[Document extract — start]
Functional residues at the active site of bovine brain adenosine deaminase.

Brain adenosine deaminase was investigated in order to identify amino acid residues essential for its catalytic activity. The pH dependence of log Vmax shows that the enzyme activity depends on two ionizing groups with pK values of 5.4, that must be unprotonated, and 8.4, that must be protonated, for the catalysis. These same groups are observed in the Vmax/Km profiles. The plausible role of histidine residues at the active site of brain adenosine deaminase was proved by chemical modification with (DEP). The histidine specific reagent inactivated the enzyme following a pseudo first-order kinetics with a second-order rate constant of 8.9 10(-3) (+/- 1.8 10(-3)) M-1 min-1. The inhibition of the enzyme with PCMBS was studied monitoring the enzyme activity after incubation with the inhibitor. Brain adenosine deaminase exhibited a characteristic intrinsic tryptophan fluorescence with an emission peak centered at 335 nm. Stern-Volmer quenching parameters in the presence of acrylamide and iodide indicated that tryptophan residues are buried in the native molecule. Tryptophan residues also showed a high heterogeneity that was increased after binding of ground- and transition-state analogs to the enzyme.
[Document extract — finish]
> [Work to be completed] Can you copy out the full adenosine deaminase abstract above, word for word?
[Extracted entries — start]
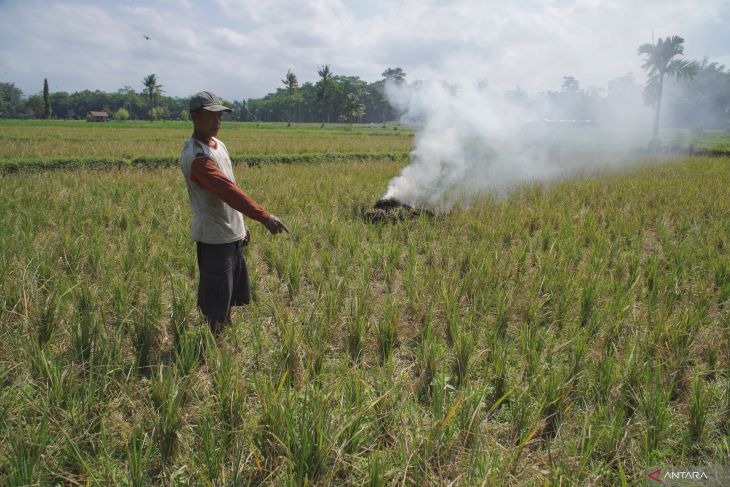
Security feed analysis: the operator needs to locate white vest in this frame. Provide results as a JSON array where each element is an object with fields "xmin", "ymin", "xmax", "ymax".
[{"xmin": 180, "ymin": 137, "xmax": 246, "ymax": 244}]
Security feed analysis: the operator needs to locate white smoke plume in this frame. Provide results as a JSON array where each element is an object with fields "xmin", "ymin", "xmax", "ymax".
[{"xmin": 383, "ymin": 81, "xmax": 648, "ymax": 211}]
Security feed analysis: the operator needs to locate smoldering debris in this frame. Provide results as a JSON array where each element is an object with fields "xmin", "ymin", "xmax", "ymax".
[{"xmin": 363, "ymin": 198, "xmax": 435, "ymax": 223}]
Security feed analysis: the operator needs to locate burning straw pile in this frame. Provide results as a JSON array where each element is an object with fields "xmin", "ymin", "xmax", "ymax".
[{"xmin": 363, "ymin": 198, "xmax": 434, "ymax": 223}]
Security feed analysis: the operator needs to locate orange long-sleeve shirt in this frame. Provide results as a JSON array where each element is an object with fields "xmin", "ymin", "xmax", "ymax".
[{"xmin": 190, "ymin": 153, "xmax": 270, "ymax": 223}]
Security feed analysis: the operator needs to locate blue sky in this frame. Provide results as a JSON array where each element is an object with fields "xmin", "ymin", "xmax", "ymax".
[{"xmin": 0, "ymin": 0, "xmax": 730, "ymax": 100}]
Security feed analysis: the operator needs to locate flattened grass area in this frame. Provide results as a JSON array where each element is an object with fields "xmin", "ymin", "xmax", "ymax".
[
  {"xmin": 0, "ymin": 120, "xmax": 413, "ymax": 164},
  {"xmin": 0, "ymin": 158, "xmax": 730, "ymax": 486}
]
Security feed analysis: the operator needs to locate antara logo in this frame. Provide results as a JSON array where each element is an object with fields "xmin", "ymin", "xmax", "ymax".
[
  {"xmin": 647, "ymin": 468, "xmax": 664, "ymax": 484},
  {"xmin": 647, "ymin": 468, "xmax": 707, "ymax": 484}
]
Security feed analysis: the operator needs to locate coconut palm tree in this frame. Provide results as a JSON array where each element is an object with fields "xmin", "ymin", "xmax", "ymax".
[
  {"xmin": 639, "ymin": 36, "xmax": 698, "ymax": 146},
  {"xmin": 317, "ymin": 64, "xmax": 334, "ymax": 127},
  {"xmin": 342, "ymin": 93, "xmax": 365, "ymax": 125},
  {"xmin": 142, "ymin": 73, "xmax": 162, "ymax": 118},
  {"xmin": 281, "ymin": 69, "xmax": 299, "ymax": 127}
]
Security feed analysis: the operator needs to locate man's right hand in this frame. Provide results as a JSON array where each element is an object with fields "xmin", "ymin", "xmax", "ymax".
[{"xmin": 264, "ymin": 215, "xmax": 289, "ymax": 233}]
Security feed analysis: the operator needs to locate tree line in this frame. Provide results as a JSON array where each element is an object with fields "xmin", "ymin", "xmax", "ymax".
[
  {"xmin": 0, "ymin": 65, "xmax": 406, "ymax": 123},
  {"xmin": 0, "ymin": 46, "xmax": 730, "ymax": 132}
]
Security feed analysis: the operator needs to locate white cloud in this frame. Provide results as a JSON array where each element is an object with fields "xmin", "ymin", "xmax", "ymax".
[{"xmin": 0, "ymin": 0, "xmax": 730, "ymax": 99}]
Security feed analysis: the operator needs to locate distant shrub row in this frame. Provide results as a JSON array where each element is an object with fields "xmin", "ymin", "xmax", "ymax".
[{"xmin": 0, "ymin": 151, "xmax": 408, "ymax": 174}]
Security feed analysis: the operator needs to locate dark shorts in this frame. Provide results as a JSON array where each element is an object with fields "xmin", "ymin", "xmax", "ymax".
[{"xmin": 197, "ymin": 240, "xmax": 251, "ymax": 323}]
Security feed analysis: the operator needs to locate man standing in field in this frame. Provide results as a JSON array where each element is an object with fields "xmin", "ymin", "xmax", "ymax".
[{"xmin": 180, "ymin": 91, "xmax": 289, "ymax": 332}]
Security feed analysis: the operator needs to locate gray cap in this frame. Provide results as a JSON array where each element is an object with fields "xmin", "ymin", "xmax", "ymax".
[{"xmin": 190, "ymin": 91, "xmax": 233, "ymax": 113}]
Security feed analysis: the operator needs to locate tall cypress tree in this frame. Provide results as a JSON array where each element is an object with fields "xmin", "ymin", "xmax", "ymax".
[{"xmin": 43, "ymin": 78, "xmax": 51, "ymax": 118}]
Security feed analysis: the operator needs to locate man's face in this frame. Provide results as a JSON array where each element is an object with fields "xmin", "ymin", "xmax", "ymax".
[{"xmin": 192, "ymin": 109, "xmax": 223, "ymax": 138}]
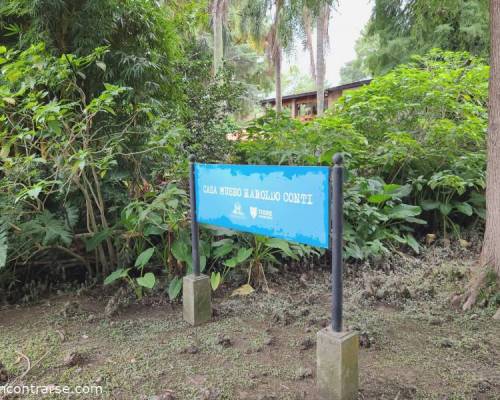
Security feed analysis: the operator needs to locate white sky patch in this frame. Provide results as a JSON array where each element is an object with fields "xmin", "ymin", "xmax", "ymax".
[{"xmin": 283, "ymin": 0, "xmax": 372, "ymax": 85}]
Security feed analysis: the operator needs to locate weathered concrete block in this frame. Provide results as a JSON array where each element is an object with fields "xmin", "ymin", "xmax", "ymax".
[
  {"xmin": 182, "ymin": 275, "xmax": 212, "ymax": 326},
  {"xmin": 316, "ymin": 326, "xmax": 359, "ymax": 400}
]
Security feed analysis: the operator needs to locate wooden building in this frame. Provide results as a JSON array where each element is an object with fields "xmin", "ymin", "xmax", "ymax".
[{"xmin": 261, "ymin": 79, "xmax": 371, "ymax": 120}]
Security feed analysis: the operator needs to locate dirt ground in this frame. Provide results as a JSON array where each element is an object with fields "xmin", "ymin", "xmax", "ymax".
[{"xmin": 0, "ymin": 248, "xmax": 500, "ymax": 400}]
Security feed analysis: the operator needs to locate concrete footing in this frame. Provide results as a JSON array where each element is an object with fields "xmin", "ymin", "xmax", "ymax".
[
  {"xmin": 316, "ymin": 326, "xmax": 359, "ymax": 400},
  {"xmin": 182, "ymin": 275, "xmax": 212, "ymax": 326}
]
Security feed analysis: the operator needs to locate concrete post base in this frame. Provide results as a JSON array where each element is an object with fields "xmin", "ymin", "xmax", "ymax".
[
  {"xmin": 316, "ymin": 326, "xmax": 359, "ymax": 400},
  {"xmin": 182, "ymin": 275, "xmax": 212, "ymax": 326}
]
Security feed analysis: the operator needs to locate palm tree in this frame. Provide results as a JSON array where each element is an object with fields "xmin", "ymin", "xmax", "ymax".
[
  {"xmin": 241, "ymin": 0, "xmax": 293, "ymax": 112},
  {"xmin": 294, "ymin": 0, "xmax": 336, "ymax": 116},
  {"xmin": 211, "ymin": 0, "xmax": 229, "ymax": 76},
  {"xmin": 301, "ymin": 6, "xmax": 316, "ymax": 82}
]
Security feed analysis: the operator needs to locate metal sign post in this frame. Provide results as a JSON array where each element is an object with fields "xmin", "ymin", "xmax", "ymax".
[
  {"xmin": 316, "ymin": 154, "xmax": 359, "ymax": 400},
  {"xmin": 330, "ymin": 154, "xmax": 344, "ymax": 332},
  {"xmin": 189, "ymin": 155, "xmax": 200, "ymax": 276},
  {"xmin": 182, "ymin": 156, "xmax": 212, "ymax": 326}
]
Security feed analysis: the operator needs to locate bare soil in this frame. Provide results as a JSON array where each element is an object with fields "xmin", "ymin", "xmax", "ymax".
[{"xmin": 0, "ymin": 250, "xmax": 500, "ymax": 400}]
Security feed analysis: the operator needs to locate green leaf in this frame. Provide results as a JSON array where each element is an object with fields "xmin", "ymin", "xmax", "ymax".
[
  {"xmin": 95, "ymin": 61, "xmax": 106, "ymax": 72},
  {"xmin": 368, "ymin": 194, "xmax": 392, "ymax": 204},
  {"xmin": 439, "ymin": 203, "xmax": 453, "ymax": 215},
  {"xmin": 406, "ymin": 234, "xmax": 420, "ymax": 254},
  {"xmin": 135, "ymin": 247, "xmax": 155, "ymax": 268},
  {"xmin": 420, "ymin": 200, "xmax": 441, "ymax": 211},
  {"xmin": 454, "ymin": 203, "xmax": 473, "ymax": 217},
  {"xmin": 210, "ymin": 272, "xmax": 221, "ymax": 291},
  {"xmin": 236, "ymin": 248, "xmax": 253, "ymax": 264},
  {"xmin": 137, "ymin": 272, "xmax": 156, "ymax": 289},
  {"xmin": 265, "ymin": 238, "xmax": 297, "ymax": 259},
  {"xmin": 168, "ymin": 276, "xmax": 182, "ymax": 300},
  {"xmin": 85, "ymin": 228, "xmax": 112, "ymax": 251},
  {"xmin": 384, "ymin": 204, "xmax": 422, "ymax": 219},
  {"xmin": 104, "ymin": 268, "xmax": 130, "ymax": 285},
  {"xmin": 172, "ymin": 239, "xmax": 191, "ymax": 262}
]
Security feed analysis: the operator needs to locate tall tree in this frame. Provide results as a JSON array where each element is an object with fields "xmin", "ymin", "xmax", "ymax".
[
  {"xmin": 316, "ymin": 1, "xmax": 330, "ymax": 116},
  {"xmin": 211, "ymin": 0, "xmax": 229, "ymax": 76},
  {"xmin": 464, "ymin": 0, "xmax": 500, "ymax": 318},
  {"xmin": 241, "ymin": 0, "xmax": 295, "ymax": 112},
  {"xmin": 348, "ymin": 0, "xmax": 489, "ymax": 75},
  {"xmin": 302, "ymin": 6, "xmax": 316, "ymax": 82}
]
[Extracted entries — finish]
> [Response box]
Functional residues at the active site of bovine brain adenosine deaminase.

Brain adenosine deaminase was investigated in order to identify amino acid residues essential for its catalytic activity. The pH dependence of log Vmax shows that the enzyme activity depends on two ionizing groups with pK values of 5.4, that must be unprotonated, and 8.4, that must be protonated, for the catalysis. These same groups are observed in the Vmax/Km profiles. The plausible role of histidine residues at the active site of brain adenosine deaminase was proved by chemical modification with (DEP). The histidine specific reagent inactivated the enzyme following a pseudo first-order kinetics with a second-order rate constant of 8.9 10(-3) (+/- 1.8 10(-3)) M-1 min-1. The inhibition of the enzyme with PCMBS was studied monitoring the enzyme activity after incubation with the inhibitor. Brain adenosine deaminase exhibited a characteristic intrinsic tryptophan fluorescence with an emission peak centered at 335 nm. Stern-Volmer quenching parameters in the presence of acrylamide and iodide indicated that tryptophan residues are buried in the native molecule. Tryptophan residues also showed a high heterogeneity that was increased after binding of ground- and transition-state analogs to the enzyme.